===== Source material =====
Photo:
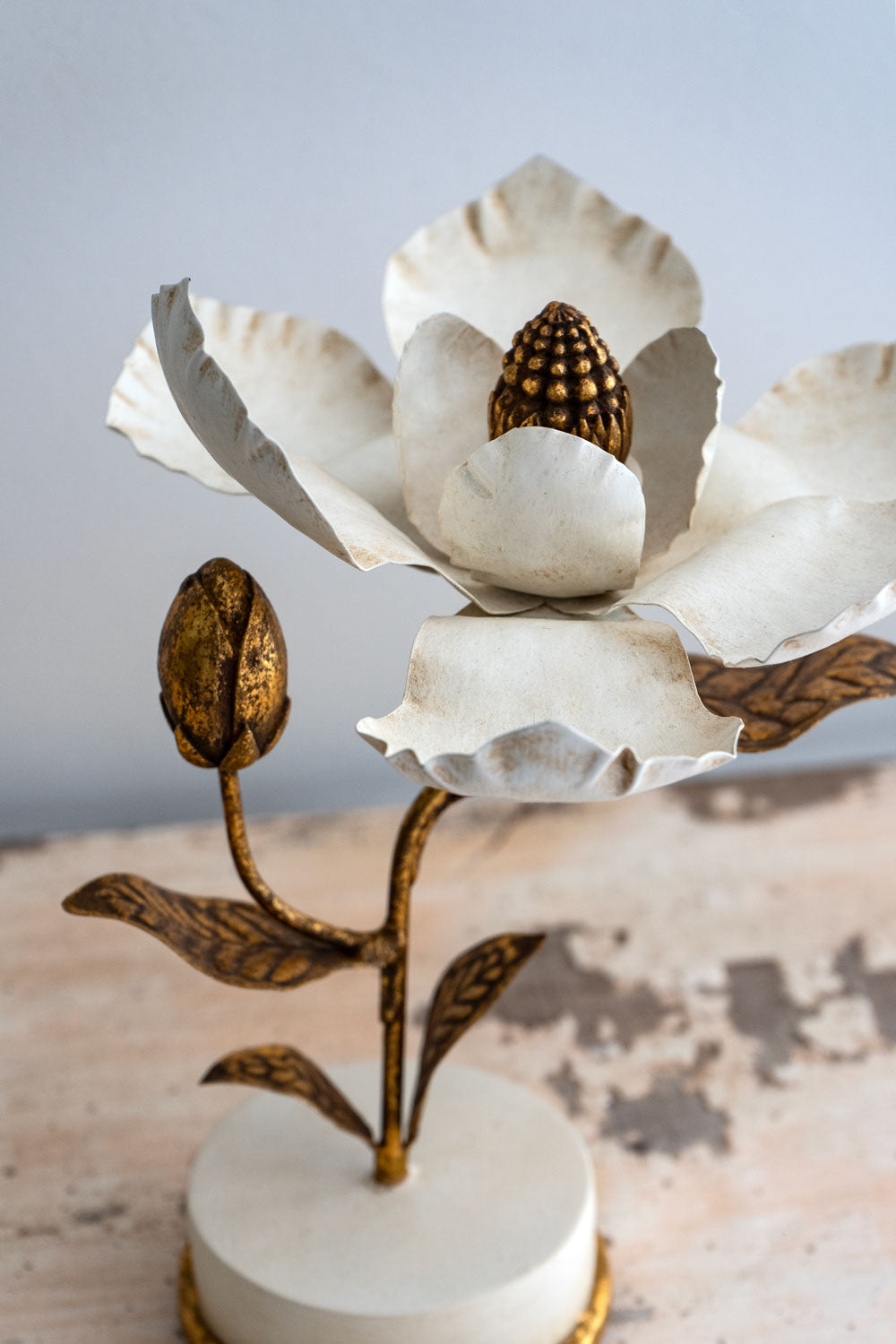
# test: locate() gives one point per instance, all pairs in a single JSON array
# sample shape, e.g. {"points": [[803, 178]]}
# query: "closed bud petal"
{"points": [[222, 666]]}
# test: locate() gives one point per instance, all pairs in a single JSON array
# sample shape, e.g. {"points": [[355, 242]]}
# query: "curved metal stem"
{"points": [[365, 943], [429, 806]]}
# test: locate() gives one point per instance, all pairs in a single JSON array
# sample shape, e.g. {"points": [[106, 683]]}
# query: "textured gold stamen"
{"points": [[560, 374]]}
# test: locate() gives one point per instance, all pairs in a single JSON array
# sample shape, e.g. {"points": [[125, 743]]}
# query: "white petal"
{"points": [[142, 409], [538, 236], [793, 578], [676, 395], [301, 491], [549, 710], [314, 389], [829, 427], [446, 375], [833, 418], [544, 513]]}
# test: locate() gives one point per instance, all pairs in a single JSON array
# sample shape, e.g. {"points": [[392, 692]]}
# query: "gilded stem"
{"points": [[429, 806], [236, 820]]}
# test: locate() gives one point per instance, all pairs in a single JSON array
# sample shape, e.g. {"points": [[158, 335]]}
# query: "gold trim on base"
{"points": [[587, 1331]]}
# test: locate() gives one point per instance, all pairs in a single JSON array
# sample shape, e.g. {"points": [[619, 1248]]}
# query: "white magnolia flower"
{"points": [[767, 540]]}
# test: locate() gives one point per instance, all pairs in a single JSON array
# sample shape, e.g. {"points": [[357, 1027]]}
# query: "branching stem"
{"points": [[384, 946]]}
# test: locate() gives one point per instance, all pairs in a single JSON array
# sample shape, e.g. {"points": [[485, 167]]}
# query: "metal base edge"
{"points": [[587, 1330]]}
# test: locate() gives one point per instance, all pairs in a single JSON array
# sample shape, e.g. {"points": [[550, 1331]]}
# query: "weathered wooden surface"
{"points": [[716, 1008]]}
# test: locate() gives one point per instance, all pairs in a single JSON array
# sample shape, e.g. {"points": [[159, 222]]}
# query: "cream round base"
{"points": [[490, 1238]]}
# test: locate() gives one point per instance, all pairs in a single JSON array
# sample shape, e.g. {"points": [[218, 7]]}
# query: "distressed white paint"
{"points": [[492, 1236], [148, 140]]}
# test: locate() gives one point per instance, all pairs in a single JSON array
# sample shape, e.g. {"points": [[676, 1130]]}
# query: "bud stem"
{"points": [[236, 820]]}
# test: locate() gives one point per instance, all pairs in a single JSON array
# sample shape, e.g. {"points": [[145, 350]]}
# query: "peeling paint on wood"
{"points": [[715, 1010]]}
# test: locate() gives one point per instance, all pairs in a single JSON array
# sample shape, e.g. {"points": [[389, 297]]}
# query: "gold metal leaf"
{"points": [[228, 940], [284, 1070], [468, 989], [782, 702]]}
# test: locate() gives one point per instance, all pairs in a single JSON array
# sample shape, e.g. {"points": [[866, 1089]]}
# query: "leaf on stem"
{"points": [[780, 703], [228, 940], [285, 1070], [468, 988]]}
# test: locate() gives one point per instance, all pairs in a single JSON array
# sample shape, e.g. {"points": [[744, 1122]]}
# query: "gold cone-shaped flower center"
{"points": [[559, 374]]}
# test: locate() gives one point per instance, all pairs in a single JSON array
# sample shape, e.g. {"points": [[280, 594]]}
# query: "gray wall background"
{"points": [[277, 152]]}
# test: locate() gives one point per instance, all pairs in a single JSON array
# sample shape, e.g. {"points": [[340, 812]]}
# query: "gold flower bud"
{"points": [[222, 666], [562, 375]]}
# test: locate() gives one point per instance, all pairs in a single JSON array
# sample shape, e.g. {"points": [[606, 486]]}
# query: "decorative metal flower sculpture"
{"points": [[554, 487], [557, 478]]}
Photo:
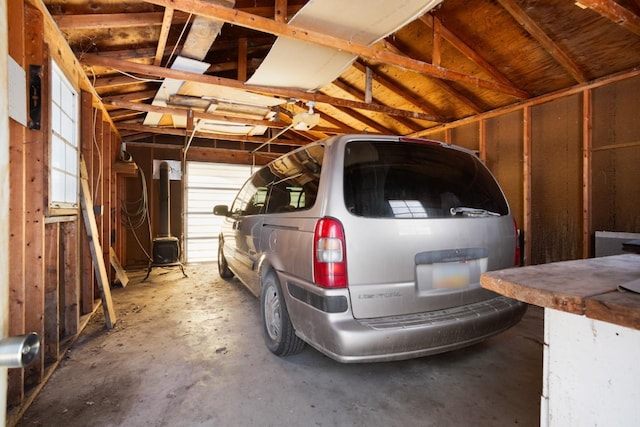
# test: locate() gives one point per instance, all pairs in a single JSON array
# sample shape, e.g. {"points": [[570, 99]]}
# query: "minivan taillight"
{"points": [[516, 259], [329, 254]]}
=====
*Exercise task*: Output, exactly, all the records above; include no pictures.

*The output*:
Photo:
# test: locate() gives one point per instance, all pairs in a single JSON array
# sample shape, e.g. {"points": [[803, 178]]}
# query: "closed bud petal"
{"points": [[222, 666]]}
# test: locate() gives one point per instance, all pairs in a single JSON array
# sample shape, e.g. {"points": [[355, 242]]}
# query: "curved metal stem"
{"points": [[365, 943], [429, 806]]}
# test: locate() gives one point per instance, all pairs in a single JSON array
# sample shape, e.g. {"points": [[106, 683]]}
# query: "textured gold stamen"
{"points": [[560, 374]]}
# test: locate() gives one point per instance, all pairs in a single JSON array
# sample shape, e.g. {"points": [[125, 743]]}
# query: "white petal"
{"points": [[142, 409], [538, 236], [793, 578], [676, 395], [301, 491], [549, 710], [314, 389], [829, 427], [446, 375], [833, 418], [544, 513]]}
# test: locate() gives one point per instance, all pairs in a single JSON array
# sample shape, e.g. {"points": [[392, 692]]}
# query: "gilded stem"
{"points": [[429, 806], [236, 820]]}
# test: locate() gives one point per instance, all pairs in a single JSON array
# sample shape, e.g. {"points": [[158, 335]]}
# query: "gold trim on base"
{"points": [[587, 1331]]}
# test: locate() gives one point per instance, all pairs in a single JSON array
# sample shape, e.g. {"points": [[619, 1248]]}
# query: "white magnolia flower"
{"points": [[767, 540]]}
# test: locate() gives one point per instance, all pairs in a single JSON array
# sample shape, e.g. {"points": [[357, 1027]]}
# query: "branching stem"
{"points": [[384, 946]]}
# test: locate() gives one point per instance, all pairs in a single JSON array
# sample shape, e.g. {"points": [[485, 167]]}
# query: "metal base edge"
{"points": [[587, 1330]]}
# test: locate() gives one point per instance, all pairs in a single JSON array
# sample shape, e.g. {"points": [[550, 1331]]}
# query: "weathered wooden surface"
{"points": [[716, 1008]]}
# test: locate() gives one point per instance, all pairs in a single JSON array
# sample shape, e.g. {"points": [[159, 222]]}
# query: "cream round base"
{"points": [[490, 1238]]}
# test: locate() gives one point per instance, all pairs in a single JSON array
# sample shape, e.g. {"points": [[218, 7]]}
# query: "distressed white paint"
{"points": [[492, 1236], [148, 140]]}
# test: locate() gives one point per instance, all pairs in a single JSON array
# sample shape, e.g. {"points": [[676, 1130]]}
# query: "bud stem"
{"points": [[236, 820]]}
# test: locate() gives one point per instance, all pairs in a single JSON array
# sample shape, e.g. {"points": [[145, 350]]}
# query: "peeling paint on wood"
{"points": [[715, 1010]]}
# test: locate() gives one point per instance, all pairs in a single JSON array
# sample shape, e.g. {"points": [[389, 297]]}
# query: "gold metal leaf"
{"points": [[228, 940], [284, 1070], [468, 989], [782, 702]]}
# test: locate() gives one point per instance, all pairs in a single JSON array
# sample shape, e.g. {"points": [[866, 1089]]}
# query: "leaf on stem"
{"points": [[780, 703], [228, 940], [285, 1070], [468, 988]]}
# test: locate() gives one point per instance, all pairs in a single JSON array
# sample shape, e.g. {"points": [[744, 1122]]}
# query: "gold cone-shaped flower center"
{"points": [[559, 374]]}
# test: locate() gives one point per instance, all pairs in a single JSON array
# sample shape, e.g. {"points": [[280, 594]]}
# query: "gray wall background"
{"points": [[277, 152]]}
# test: locate() gives one point per instance, all pairs in a single JSON array
# sample shape, e.g. {"points": [[340, 812]]}
# query: "gold flower bud"
{"points": [[222, 666], [562, 375]]}
# test: locate() gives one point per instance, all pairs in a single JSON array
# sample shape, e.g. {"points": [[606, 486]]}
# query: "decorative metal flower sculpture"
{"points": [[554, 487], [557, 478]]}
Photo:
# test: locate() gives one point per instance, all pairs in a single JSON array
# sample shape, e.g. {"points": [[570, 99]]}
# query: "minivan taillight"
{"points": [[516, 259], [329, 254]]}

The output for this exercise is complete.